* _SOURCE PASSAGE_:
↓

Although TMA maintains that TMA was never out of compliance with the IDEA, Slip Op. at 5 (citing Def.'s Reply at 4), the evidence in the record at the time of the Court's November 1, 2006 Memorandum Opinion clearly demonstrated that Plaintiff was involved with evaluating TMA's compliance with the IDEA, that Plaintiff considered TMA to be out of compliance with the IDEA during the fall of 2002, and that she brought her concerns regarding TMA's non-compliance to TMA's attention," id. (citing Washington, 2006 WL 1722332 at *4). Nevertheless, the Court's November 1, 2006 Memorandum Opinion determined that Plaintiff had "presented no evidence whatsoever that TMA viewed her efforts to ensure TMA's compliance with the IDEA in a negative light, that anyone associated with TMA criticized Plaintiff for her work concerning IDEA compliance, or that TMA ever discouraged Plaintiff from raising concerns about IDEA compliance or disagreed with Plaintiff's assessment as to TMA's alleged non-compliance." Id. As Plaintiff had therefore failed to "demonstrate any link between TMA's alleged non-compliance during the fall of 2002 and Plaintiff's efforts to ensure TMA's compliance with the IDEA, on the one hand, and Plaintiff's alleged termination by TMA in December 2002, on the other," id. at 6, the Court ordered Plaintiff to submit additional briefing identifying "the evidence that Plaintiff believes exists to demonstrate that her efforts to ensure Defendant's compliance with the IDEA provided a motivation for her alleged termination." Id. at 7. This additional briefing was intended to allow Plaintiff the opportunity to specify her previously unidentified evidence of a link between Plaintiff's activities regarding TMA's alleged non-compliance with the IDEA and the severing of Plaintiff's employment relationship with TMA.

C. Evidence Introduced in Plaintiff's Supplemental Response

Much of Plaintiff's Supplemental Response serves to provide the Court with additional detail as to the nature of TMA's alleged non-compliance. Specifically, Plaintiff includes large verbatim portions of the transcript of her deposition, in which she testified that during the Fall of 2002, rather than evaluate students with behavioral problems to determine if they had disabilities, TMA "habitually removed the students without identifying them under the guise of having the parents to [sic] withdraw them after they didn't abide by a so-called behavior contract that they knew the students weren't going to live up to." Pl.'s Supp. Resp. at 6 (2/21/05 Washington Dep. at 155:14-19). Plaintiff testified that this policy failed to comply with the IDEA. Id. at 7-11 (2/21/05 Washington Dep. at 156-66). Plaintiff further testified that the behavioral contracts were signed at meetings involving TMA officials, students with behavioral issues, and their parents, id. at 8 (2/21/05 Washington Dep. at 158:1-21), and that Tanya Featherston, TMA's dean of students, who was present at such a meeting, "admitted herself that, you know, this was a ploy, this whole process was a ploy to make Thurgood Marshall look good to the board of directors and to the D.C. Public Charter Boards, because it removed them from having expulsions on their record." Id. at 12 (2/21/05 Washington Dep. at 168:4-19). Featherston's comments constitute an admission that TMA was using behavior contracts, which if Plaintiff is correct that such a policy violated the IDEA, might indicate IDEA non-compliance on the part of TMA.

↑

* _RECORDS SUPPLIED_:
↓

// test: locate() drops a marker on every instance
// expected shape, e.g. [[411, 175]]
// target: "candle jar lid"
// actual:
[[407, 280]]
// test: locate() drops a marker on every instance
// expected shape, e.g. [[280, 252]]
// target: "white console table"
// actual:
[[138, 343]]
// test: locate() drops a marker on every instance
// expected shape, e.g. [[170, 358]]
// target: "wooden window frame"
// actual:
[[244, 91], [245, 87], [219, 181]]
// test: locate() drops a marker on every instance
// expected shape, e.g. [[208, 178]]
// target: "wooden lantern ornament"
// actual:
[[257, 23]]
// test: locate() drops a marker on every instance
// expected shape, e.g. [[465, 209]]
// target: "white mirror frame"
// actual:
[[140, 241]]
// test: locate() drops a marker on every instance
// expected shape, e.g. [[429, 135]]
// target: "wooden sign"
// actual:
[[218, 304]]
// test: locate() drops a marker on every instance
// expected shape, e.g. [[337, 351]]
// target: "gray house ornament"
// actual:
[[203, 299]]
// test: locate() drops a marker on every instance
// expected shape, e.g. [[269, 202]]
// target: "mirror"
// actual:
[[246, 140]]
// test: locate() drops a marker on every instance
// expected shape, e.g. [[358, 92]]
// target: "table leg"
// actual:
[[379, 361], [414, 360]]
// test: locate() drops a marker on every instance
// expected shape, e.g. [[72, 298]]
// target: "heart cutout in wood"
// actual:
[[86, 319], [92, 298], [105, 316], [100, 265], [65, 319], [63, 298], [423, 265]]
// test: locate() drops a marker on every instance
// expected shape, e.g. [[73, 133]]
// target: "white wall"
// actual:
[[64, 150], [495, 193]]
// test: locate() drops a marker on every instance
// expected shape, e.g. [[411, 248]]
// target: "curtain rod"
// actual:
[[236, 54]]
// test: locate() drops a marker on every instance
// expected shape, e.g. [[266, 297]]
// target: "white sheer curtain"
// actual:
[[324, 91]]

↑

* _TASK PROMPT_: Could you continue the court opinion on TMA's compliance with the IDEA, starting right after its final sentence?

* _OUTPUT FOR THIS TASK_:
Plaintiff's Supplemental Response also includes the only evidence Plaintiff has yet identified to suggest that TMA viewed Plaintiff's activities relating to IDEA compliance in a negative light. Plaintiff claims that at the beginning of the school year she participated in the meetings with parents and students where behavioral contracts were drawn up, id. at 8 (2/21/05 Washington Dep. at 158:1-21), but that during late September through October 2002, TMA Principal Feldman and other TMA officials began excluding Plaintiff from such meetings, which Plaintiff states that she was "required to be present in." Id. at 17. In her deposition testimony, Plaintiff speculated that she was excluded "because [Feldman] knew that I would advocate for that child, because that child should not have been removed from Thurgood Marshall . . . and make the parent aware of her rights under IDEA." Id. at 11 (2/21/05 Washington Dep. at 166:10-167:9), 17. However, neither Plaintiff's deposition testimony nor her Supplemental Response indicates that anyone ever told Plaintiff why she was actually excluded from the meetings.

Plaintiff devotes the remainder of her Supplemental Response to broadly identifying three categories of witnesses that she "believes . . . exist and would provide the testimony and [sic] to support her claims." Pl.'s Supp. Resp. at 3. These purported witnesses include "Parents of students who required IDEA services or were suspected of needing IDEA services," id. at 16-17; "Employees that Worked at TMA in 2002," id. at 17-18; and "Former students that Attended TMA and required or were suspected of needed [sic] special services pursuant to IDEA," id. at 18-19. Plaintiff repeatedly states that she "believes" such witnesses exist and that their testimony would corroborate Plaintiff's own testimony regarding her efforts to ensure TMA's compliance with the IDEA and TMA's exclusion of Plaintiff from meetings with parents during the fall of 2002. Most specifically, Plaintiff states that "former TMA employees it is believed will testify that TMA officials had decided to terminate [Plaintiff] in October 2002 in order to 'save the school' and/or 'avoid controversy' directly because of her advocacy, complaints and efforts to get TMA to provide services . . . under the IDEA." Id. at 18.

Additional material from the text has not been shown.